Hans Jürgen Syberberg betreibt die Firmen TMS Film-Gesellschaft mbH (1967 gegründet) und Syberberg Filmproduktion. Er ist verheiratet, seine Tochter Amelie tritt u.a. in "Hitler" und "Parsifal" auf. Syberberg lebt in München.

Quelle: CineGraph – Lexikon zum deutschsprachigen Film © 1984ff edition text+kritik im Richard Boorberg Verlag, München.

Ergänzung durch die Redaktion von filmportal.de:

Ab 1980 war Syberberg mit der Kolumne "Syberbergs Notizen" der erste Kolumnist der neu gegründeten Zeitung taz. 1982 realisierter er mit "Parsifal" eine vollständig im Studio inszenierte Verfilmung von Wagners letzter Oper, produziert zum hundertsten Jubiläum der ersten Aufführung der Oper. Während Syberberg inhaltlich streng bei der Vorlage blieb, erweiterte er die Oper durch Überblendungen, Marionetten und eingeblendete Bilder von geschichtlichen Ereignissen, um der Adaption eine surreale, filmische Tiefenebene zu verleihen. Im gleichen Jahr wurde er mit dem Deutscher Kritikerpreis ausgezeichnet.

###

▶ Schriftliche Aufgaben:
[1] Bearbeite in den Einträgen alles von der Zeile mit „for every instance of the front“ bis zum Ende der Einträge und ersetze dabei „visible part“ durch „visible area“. Gib nur diesen Abschnitt wieder und lass alles andere unverändert.
[2] Nimm den Ausgangstext über Hans Jürgen Syberberg dort auf, wo er aufhört, und schreibe ihn weiter.

(Datensatzauszug)
###

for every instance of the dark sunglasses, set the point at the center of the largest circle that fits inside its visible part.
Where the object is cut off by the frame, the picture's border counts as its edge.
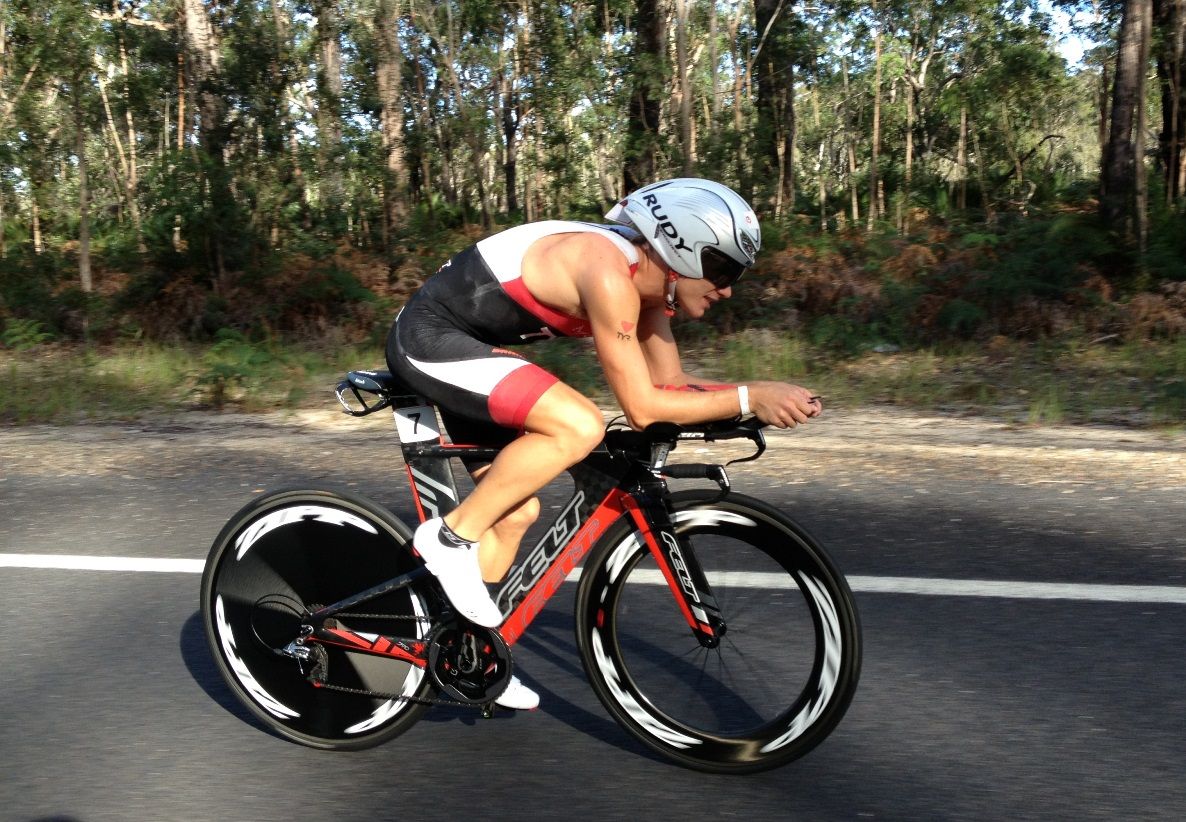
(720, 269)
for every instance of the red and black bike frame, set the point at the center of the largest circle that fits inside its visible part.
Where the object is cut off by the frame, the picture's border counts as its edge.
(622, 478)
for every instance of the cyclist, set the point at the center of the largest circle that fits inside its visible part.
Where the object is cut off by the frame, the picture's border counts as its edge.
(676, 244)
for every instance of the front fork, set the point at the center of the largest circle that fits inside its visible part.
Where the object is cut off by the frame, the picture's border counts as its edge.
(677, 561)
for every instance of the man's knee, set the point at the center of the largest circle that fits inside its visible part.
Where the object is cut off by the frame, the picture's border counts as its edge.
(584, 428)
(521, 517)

###

▶ Ergebnisse je Aufgabe:
[1]
for every instance of the front fork, set the point at the center of the largest circle that fits inside its visible area.
Where the object is cut off by the frame, the picture's border counts as its edge.
(677, 561)
for every instance of the man's knee, set the point at the center of the largest circle that fits inside its visible area.
Where the object is cut off by the frame, the picture's border counts as its edge.
(584, 428)
(521, 517)

[2]
Syberbergs "Die Nacht" (DE/AT 1985), eine "Abgesang auf eine abendländische Epoche", bestand aus einem sechsstündigen Monolog der Schauspielerin Edith Clever, vor einem schwarzen Vorhang in einem abstrakten Studiobau; sie rezitiert dabei aus Dichtung und Philosophie (u.a. Aischylos, Shakespeare, Hölderlin, Heidegger), unterlegt mit Musikzitaten von Bach und Wagner. 

Er drehte einen TV-Dokumentarfilm über André Heller ("André Heller sieht sein Feuerwerk", 1985) und die Videofassung einer Theaterinszenierung von Kleists "Penthesilea" (DE/AT/FR 1988). Kleists "Die Marquise von O." (1989) adaptierte er als vierstündiges Eine-Person-Stück, in einer Mischform aus Theater und Film; ähnlich verfuhr er bei "Ein Traum, was sonst?" (1994), über die letzten Stunden von Bismarcks Schwiegertochter auf ihrem Gut in Pommern, kurz vor dem Einmarsch der Roten Armee am Ende des Zweiten Weltkriegs.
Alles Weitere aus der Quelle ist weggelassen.